Saved entries

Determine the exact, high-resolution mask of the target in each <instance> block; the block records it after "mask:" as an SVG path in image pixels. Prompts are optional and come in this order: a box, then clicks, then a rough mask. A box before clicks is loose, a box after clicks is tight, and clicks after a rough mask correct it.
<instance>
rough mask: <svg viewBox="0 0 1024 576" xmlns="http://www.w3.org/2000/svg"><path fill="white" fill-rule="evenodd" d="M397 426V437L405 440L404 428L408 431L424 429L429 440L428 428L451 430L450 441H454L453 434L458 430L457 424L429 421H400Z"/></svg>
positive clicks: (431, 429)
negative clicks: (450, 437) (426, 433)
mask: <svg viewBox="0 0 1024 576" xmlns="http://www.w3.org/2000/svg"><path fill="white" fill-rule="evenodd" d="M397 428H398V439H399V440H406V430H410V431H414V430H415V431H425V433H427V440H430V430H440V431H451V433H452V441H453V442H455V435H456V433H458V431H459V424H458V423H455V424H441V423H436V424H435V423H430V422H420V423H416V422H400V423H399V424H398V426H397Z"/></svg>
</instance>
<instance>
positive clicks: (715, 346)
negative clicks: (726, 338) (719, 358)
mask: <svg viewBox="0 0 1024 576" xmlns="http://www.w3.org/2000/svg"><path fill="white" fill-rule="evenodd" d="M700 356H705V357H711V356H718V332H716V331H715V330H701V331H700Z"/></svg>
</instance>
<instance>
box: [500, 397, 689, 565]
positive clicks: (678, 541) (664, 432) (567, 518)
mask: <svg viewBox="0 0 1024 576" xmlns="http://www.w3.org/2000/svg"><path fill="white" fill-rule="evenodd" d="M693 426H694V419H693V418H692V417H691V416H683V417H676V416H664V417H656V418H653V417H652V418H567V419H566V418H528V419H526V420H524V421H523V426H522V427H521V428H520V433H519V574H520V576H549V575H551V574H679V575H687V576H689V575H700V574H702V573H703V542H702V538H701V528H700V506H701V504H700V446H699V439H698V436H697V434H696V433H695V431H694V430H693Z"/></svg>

## Exercise description
Reproduce each entry exactly, with nothing missing.

## Exercise solution
Determine the exact, high-resolution mask of the target in each <instance> block; the block records it after "mask:" as an SVG path in image pixels. Prompts are optional and come in this order: a box, then clicks, then a rough mask. A box before clicks is loose, a box after clicks is tight, and clicks after a rough mask correct it.
<instance>
rough mask: <svg viewBox="0 0 1024 576" xmlns="http://www.w3.org/2000/svg"><path fill="white" fill-rule="evenodd" d="M397 426V437L405 440L404 428L408 431L424 429L429 440L428 428L451 430L450 441H454L453 434L458 430L457 424L429 421H400Z"/></svg>
positive clicks: (431, 429)
negative clicks: (450, 437) (426, 433)
mask: <svg viewBox="0 0 1024 576" xmlns="http://www.w3.org/2000/svg"><path fill="white" fill-rule="evenodd" d="M397 428H398V439H399V440H406V430H410V431H414V430H415V431H425V433H427V440H430V430H440V431H451V433H452V441H453V442H455V435H456V433H458V431H459V424H458V423H455V424H441V423H436V424H435V423H430V422H420V423H416V422H400V423H399V424H398V426H397Z"/></svg>
</instance>
<instance>
positive clicks: (715, 346)
negative clicks: (726, 338) (719, 358)
mask: <svg viewBox="0 0 1024 576" xmlns="http://www.w3.org/2000/svg"><path fill="white" fill-rule="evenodd" d="M700 356H705V357H711V356H718V332H716V331H715V330H701V331H700Z"/></svg>
</instance>
<instance>
box: [500, 397, 689, 565]
positive clicks: (678, 541) (664, 432) (567, 518)
mask: <svg viewBox="0 0 1024 576" xmlns="http://www.w3.org/2000/svg"><path fill="white" fill-rule="evenodd" d="M693 426H694V419H693V418H692V417H691V416H683V417H676V416H664V417H656V418H653V417H652V418H567V419H566V418H528V419H526V420H524V421H523V426H522V427H521V428H520V433H519V574H520V576H549V575H551V574H679V575H687V576H689V575H700V574H702V573H703V542H702V538H701V528H700V506H701V504H700V446H699V439H698V436H697V434H696V433H695V431H694V430H693Z"/></svg>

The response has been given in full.